WHAT THE TASK ASKS —
Keeping pictures out, repeat the lines of the listing below exactly, starting at its first line and finishing with the one that holds "of the sloping".

INFORMATION GIVEN —
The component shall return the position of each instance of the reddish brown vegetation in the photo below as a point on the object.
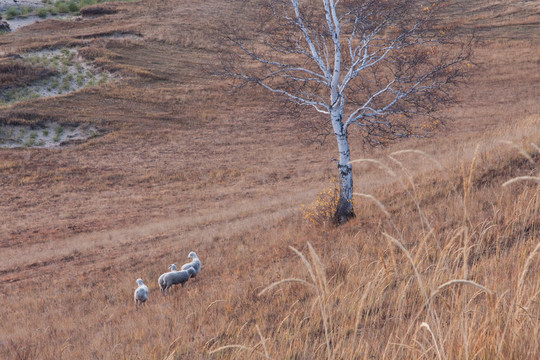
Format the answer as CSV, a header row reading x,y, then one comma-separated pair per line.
x,y
81,223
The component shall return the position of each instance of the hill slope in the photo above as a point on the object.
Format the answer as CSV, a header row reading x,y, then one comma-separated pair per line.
x,y
185,165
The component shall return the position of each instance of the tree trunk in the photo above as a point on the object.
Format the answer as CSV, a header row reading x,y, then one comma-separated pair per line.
x,y
344,210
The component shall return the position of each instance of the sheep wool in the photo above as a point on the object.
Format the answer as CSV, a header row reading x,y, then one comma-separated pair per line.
x,y
177,277
195,263
141,293
161,282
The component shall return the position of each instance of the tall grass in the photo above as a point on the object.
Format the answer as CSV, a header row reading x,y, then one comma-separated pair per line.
x,y
463,285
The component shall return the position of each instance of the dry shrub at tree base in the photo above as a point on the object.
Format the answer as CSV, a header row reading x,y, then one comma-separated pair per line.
x,y
81,223
450,277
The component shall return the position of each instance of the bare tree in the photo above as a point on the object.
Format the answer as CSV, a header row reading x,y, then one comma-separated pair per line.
x,y
382,67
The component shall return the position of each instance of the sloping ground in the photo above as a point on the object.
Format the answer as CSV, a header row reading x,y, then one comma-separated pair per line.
x,y
189,166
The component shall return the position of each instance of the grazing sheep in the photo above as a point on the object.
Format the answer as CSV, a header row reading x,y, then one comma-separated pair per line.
x,y
177,277
161,281
141,293
195,263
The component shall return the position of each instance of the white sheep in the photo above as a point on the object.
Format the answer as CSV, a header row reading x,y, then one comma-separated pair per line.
x,y
161,282
195,263
141,293
177,277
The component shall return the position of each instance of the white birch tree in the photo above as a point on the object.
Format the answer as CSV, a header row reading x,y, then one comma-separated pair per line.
x,y
382,67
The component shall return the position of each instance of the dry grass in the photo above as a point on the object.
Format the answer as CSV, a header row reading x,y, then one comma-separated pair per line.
x,y
449,271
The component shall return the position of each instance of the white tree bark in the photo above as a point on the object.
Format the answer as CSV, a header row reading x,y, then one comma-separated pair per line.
x,y
359,63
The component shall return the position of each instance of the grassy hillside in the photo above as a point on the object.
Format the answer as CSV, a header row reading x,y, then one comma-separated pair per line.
x,y
442,260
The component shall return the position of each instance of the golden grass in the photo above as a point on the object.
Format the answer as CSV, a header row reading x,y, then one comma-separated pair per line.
x,y
81,223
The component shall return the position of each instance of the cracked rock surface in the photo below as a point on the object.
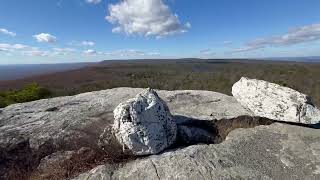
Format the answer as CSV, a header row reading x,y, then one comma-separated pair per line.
x,y
31,132
144,125
275,102
277,151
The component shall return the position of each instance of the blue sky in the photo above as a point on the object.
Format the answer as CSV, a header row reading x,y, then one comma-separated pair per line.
x,y
55,31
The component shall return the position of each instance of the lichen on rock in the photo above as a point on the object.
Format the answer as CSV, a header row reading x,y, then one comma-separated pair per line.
x,y
275,102
144,125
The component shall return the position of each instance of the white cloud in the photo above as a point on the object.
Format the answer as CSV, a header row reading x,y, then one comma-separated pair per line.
x,y
45,37
13,47
227,43
36,53
88,43
90,52
207,52
145,17
131,53
93,1
295,36
6,32
63,51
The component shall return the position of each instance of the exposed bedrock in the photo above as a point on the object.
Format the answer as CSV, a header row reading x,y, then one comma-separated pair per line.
x,y
276,102
55,130
144,125
202,137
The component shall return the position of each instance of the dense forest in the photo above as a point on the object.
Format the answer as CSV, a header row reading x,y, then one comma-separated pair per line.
x,y
213,75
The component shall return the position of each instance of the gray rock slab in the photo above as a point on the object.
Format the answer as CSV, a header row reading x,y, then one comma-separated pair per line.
x,y
277,151
275,102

RESPONSE TO THE TASK —
The component shall return the position of each instance of the reddish brown vegetation in the photo below as a point on the object.
Format the answer as CSV, a header row reading x,y, then one comma-separated pair per line.
x,y
81,223
The component shall return the position of each instance of the hill slope in the photo above as a point on the object.
Format the answer as CSV, a header row reading x,y, then one comma-separated pair per line.
x,y
185,165
The component shall return the position of each instance of the tree trunk in the photo above as a point on the object.
Format the answer as CSV, a header row reading x,y, then one comma-separated pair per line.
x,y
344,210
The component shall return the position of each instance of the sheep wool in the photo above as a point on the object.
Format the answer as CSV, a header row reading x,y, then one comma-separated pair per line.
x,y
177,277
195,263
141,293
161,282
The component shall return the position of each instance of the tall grass in the photo above as a point on the object.
Format the answer as CSV, a header row reading x,y, then one comma-separated pair per line.
x,y
463,285
The component shall return the position of each instance of the dry shrub at tree base in the photo above as a point on the object.
Format the answer as CSV, a header row reading x,y, then one comma-separated pair per line.
x,y
81,223
450,277
The component shall return the position of each instance of the bare tree in the photo above as a point on the object.
Format the answer as CSV, a header row reading x,y, then one comma-separated pair per line.
x,y
382,67
The component shall return the position of each instance of the sloping ground in the photo above as a point on the object.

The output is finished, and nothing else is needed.